Opened two years ago, its focus is East African.

Owner Abdi Farah came to this country in 1991, "the first generation of Somalis to arrive in the U.S." he says.

It was always his intention to open a restaurant, since his family had been involved in Somalia with grocery stores and restaurants.

"My mother was always the business brains both there and now here," he said. "She is the force behind Brava."

His five sisters and a brother are here as well, with one sister being a cook.

The restaurant itself is small but carries big flavors in what it offers. The menu is posted on the wall with pictures of the choices, all with numbers.

For customers who aren't familiar with East African flavors, what does Farah suggest? A popular choice is No. 8, jabrati with suqaar, an African-style pita with beef, green peppers and a special blend of spices. No. 9 is another good choice. This is canjerro, a take on a pancake served with chicken or beef, maybe similar to a burrito.

Farah also recommends No. 13, which is a rice dish with a choice of meats including steak, chicken, goat or fish (tilapia).

Studying the menu board, Farah pointed out as especially popular No. 15, a rice dish with steak. As a starch, rice is a common ingredient in Africa, along with pasta and couscous, all of which can be ordered as sides.

Illustrating how varied African cuisine is, Casablanca Creative Cuisine (1208 Seventh St. NW) offers tagine, a popular Moroccan dish. This is both a cooking vessel and a stew. A conical pot made of different types of materials, it has to be the world's first slow cooker. While the food is being cooked, steam rises into the cone, condenses, and then falls back down into the dish.

The tagine itself dates back to Harun al Rashid, a late eighth-century ruler of the Islamic empire. The tagine served by Chef Youness Bojji is a delicious example of this Moroccan specialty, and can be made vegan, with chicken or lamb. He also mixes up his own Moroccan spices which he uses to flavor many of the dishes. His restaurant on 7th Street will move to a new location in Barlow Plaza by the end of March, so be aware of that.

**GIVEN DATA**

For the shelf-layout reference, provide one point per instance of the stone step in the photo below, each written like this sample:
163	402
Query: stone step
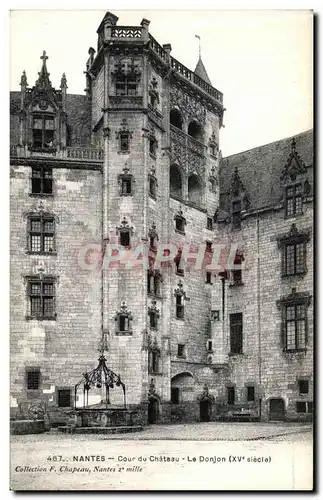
99	430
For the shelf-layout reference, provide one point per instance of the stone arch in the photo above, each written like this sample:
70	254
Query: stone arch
175	181
276	408
195	130
194	187
182	387
176	119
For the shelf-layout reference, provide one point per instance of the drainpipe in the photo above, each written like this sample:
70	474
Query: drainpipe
259	319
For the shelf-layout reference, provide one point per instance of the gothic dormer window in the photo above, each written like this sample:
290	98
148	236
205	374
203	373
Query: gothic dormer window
295	184
126	75
153	93
123	319
125	231
123	136
126	182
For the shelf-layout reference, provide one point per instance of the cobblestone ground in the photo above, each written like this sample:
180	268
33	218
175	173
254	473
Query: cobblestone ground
167	457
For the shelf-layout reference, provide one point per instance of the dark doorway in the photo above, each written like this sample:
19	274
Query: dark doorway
205	411
153	411
277	409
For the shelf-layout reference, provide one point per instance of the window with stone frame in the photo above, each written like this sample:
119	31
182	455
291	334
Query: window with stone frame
123	320
41	234
154	280
294	320
236	274
153	144
294	200
236	214
153	314
33	379
181	351
236	333
230	395
41	298
293	246
303	386
304	406
152	184
64	399
43	131
250	393
126	84
175	395
42	180
153	357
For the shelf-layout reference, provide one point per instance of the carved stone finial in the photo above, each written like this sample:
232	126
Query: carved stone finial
23	81
63	82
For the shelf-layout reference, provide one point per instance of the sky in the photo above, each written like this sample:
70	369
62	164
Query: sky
261	60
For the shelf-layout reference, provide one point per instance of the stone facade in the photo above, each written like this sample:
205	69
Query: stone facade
135	162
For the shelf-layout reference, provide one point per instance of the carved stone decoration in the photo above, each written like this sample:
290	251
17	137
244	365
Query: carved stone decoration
124	226
294	167
189	107
206	396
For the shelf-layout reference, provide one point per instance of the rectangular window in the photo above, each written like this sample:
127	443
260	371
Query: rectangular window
42	181
304	406
231	395
152	187
181	350
294	200
236	333
125	187
41	234
294	258
43	132
175	395
125	238
41	299
126	85
303	386
236	214
179	307
295	327
250	393
33	380
64	398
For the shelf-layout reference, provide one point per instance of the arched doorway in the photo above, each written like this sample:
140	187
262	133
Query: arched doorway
205	410
276	409
153	410
206	401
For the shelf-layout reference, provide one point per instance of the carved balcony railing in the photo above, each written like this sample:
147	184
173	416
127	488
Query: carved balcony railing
126	32
69	153
158	49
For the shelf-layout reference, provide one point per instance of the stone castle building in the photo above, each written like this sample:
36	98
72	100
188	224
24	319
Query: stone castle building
133	163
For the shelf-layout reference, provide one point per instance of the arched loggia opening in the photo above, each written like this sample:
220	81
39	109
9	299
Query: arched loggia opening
175	182
176	119
194	190
195	130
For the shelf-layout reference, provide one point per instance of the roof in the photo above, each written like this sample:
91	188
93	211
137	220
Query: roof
201	71
78	109
260	169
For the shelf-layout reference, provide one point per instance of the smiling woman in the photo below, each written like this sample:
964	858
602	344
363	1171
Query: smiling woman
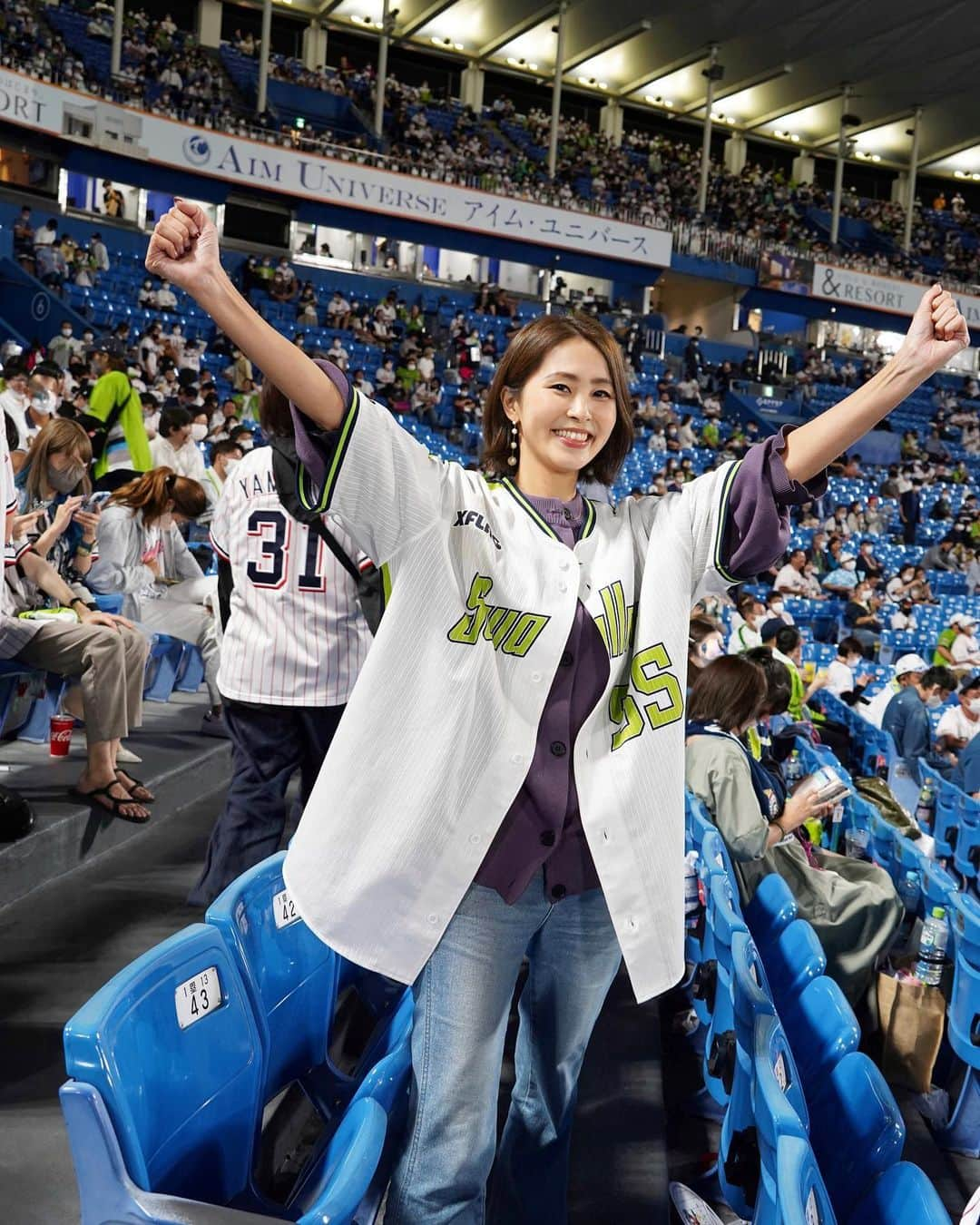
507	779
561	394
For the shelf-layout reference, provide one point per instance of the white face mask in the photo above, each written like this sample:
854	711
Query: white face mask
44	402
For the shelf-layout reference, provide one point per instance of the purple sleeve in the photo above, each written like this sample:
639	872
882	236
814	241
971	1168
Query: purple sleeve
314	445
757	524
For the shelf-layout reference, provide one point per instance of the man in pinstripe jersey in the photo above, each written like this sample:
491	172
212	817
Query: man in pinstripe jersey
294	642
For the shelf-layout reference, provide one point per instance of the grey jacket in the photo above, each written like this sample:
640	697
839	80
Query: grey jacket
120	567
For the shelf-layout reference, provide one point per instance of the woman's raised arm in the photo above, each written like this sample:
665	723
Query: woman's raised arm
937	333
184	250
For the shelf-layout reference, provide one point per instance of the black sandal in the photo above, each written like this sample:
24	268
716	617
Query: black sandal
115	804
137	786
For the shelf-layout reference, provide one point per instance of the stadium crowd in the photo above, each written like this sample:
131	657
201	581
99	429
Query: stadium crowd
650	179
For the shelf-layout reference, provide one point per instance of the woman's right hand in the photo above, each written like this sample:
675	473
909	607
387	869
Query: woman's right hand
802	806
184	248
64	514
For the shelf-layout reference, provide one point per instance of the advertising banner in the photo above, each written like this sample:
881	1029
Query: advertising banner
273	168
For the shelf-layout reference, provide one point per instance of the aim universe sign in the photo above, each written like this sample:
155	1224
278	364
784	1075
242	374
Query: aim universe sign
849	288
152	139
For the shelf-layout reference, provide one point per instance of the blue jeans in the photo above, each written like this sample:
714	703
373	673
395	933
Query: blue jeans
462	1004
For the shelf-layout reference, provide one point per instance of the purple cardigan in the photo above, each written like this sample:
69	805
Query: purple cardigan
543	828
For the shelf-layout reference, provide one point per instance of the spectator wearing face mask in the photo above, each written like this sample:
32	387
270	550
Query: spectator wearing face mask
226	456
63	347
861	616
906	720
15	402
746	633
704	641
843	580
903	618
961	723
165	297
842	674
143	559
54	480
776	606
174	446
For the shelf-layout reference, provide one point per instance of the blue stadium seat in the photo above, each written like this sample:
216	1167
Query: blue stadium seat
857	1130
801	1193
294	982
793	961
779	1108
162	668
902	1196
163	1106
822	1029
772	909
738	1161
962	1133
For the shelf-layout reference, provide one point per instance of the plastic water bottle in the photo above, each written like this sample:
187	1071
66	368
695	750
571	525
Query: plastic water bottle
910	889
692	906
925	810
933	947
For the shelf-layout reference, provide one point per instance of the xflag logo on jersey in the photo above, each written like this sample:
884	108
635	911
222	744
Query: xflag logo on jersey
473	518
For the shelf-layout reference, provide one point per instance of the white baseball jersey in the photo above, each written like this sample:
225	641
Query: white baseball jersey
296	634
441	728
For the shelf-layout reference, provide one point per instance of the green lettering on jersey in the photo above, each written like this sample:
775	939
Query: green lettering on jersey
650	678
508	630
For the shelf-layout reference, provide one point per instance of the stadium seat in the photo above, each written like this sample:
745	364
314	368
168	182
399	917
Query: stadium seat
962	1133
720	1050
772	909
163	1104
162	668
294	982
822	1029
793	961
801	1193
900	1196
857	1130
779	1108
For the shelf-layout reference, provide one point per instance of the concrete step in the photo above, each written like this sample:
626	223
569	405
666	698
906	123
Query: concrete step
179	765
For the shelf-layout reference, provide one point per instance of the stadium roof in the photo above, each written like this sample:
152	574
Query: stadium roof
784	63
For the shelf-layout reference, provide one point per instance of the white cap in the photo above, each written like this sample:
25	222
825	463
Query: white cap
910	664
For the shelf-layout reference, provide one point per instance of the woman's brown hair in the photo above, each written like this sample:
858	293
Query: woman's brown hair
58	436
524	356
153	490
729	691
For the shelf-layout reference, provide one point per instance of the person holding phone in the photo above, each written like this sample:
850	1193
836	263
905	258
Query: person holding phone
851	906
54	480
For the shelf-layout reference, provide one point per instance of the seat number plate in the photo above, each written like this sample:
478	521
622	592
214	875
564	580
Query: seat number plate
284	909
198	997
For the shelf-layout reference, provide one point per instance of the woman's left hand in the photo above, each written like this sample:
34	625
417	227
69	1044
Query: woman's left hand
937	333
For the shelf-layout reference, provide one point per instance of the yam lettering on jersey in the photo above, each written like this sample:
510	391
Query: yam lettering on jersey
510	630
256	484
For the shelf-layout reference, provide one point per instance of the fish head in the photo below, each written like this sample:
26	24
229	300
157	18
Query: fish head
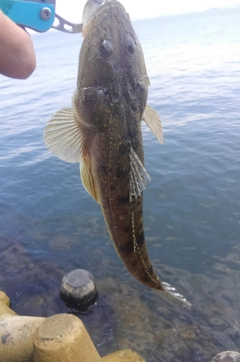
111	65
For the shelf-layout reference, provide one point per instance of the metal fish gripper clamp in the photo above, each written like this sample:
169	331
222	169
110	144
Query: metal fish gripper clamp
38	15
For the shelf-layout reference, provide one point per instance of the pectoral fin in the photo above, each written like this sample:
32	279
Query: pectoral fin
87	178
138	175
63	136
151	117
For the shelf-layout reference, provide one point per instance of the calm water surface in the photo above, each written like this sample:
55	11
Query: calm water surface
49	225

**WORK TO BE COMPLETED**
Pick up the article on local restaurants above where it stops and keep writing it.

**THE RESULT**
It would be hard to find a cuisine as varied as that in Africa. With more than 11 million square miles, there have been influences over the centuries from farmers. herdsmen, invaders and neighboring European countries. As Farah pointed out, the cuisine in eastern Africa is totally different from that of the western areas — "100 percent different," he said.

What might well be a common denominator in African cuisine are the spices used to enhance the flavors of many of the dishes. In various mixes, these can include ginger, garlic, chilies, cloves, cardamom, pepper and cumin. One that is especially popular in Morocco is a combination of anywhere from 10 to 60 spices, all mixed together. Called ras el hanout (see the attached recipe), it can include coriander, cumin, cinnamon, turmeric, ginger, cloves, nutmeg, chilies and cardamom. Its importance in Moroccan cooking is sometimes compared to what garam masala is to Indian cuisine.

Finally, as I was leaving Brava, I was offered a steaming cup of Somali tea. This is a combination of frothy milk, tea, ginger and cardamom. It was amazing. If you go, don't leave there without having a cup.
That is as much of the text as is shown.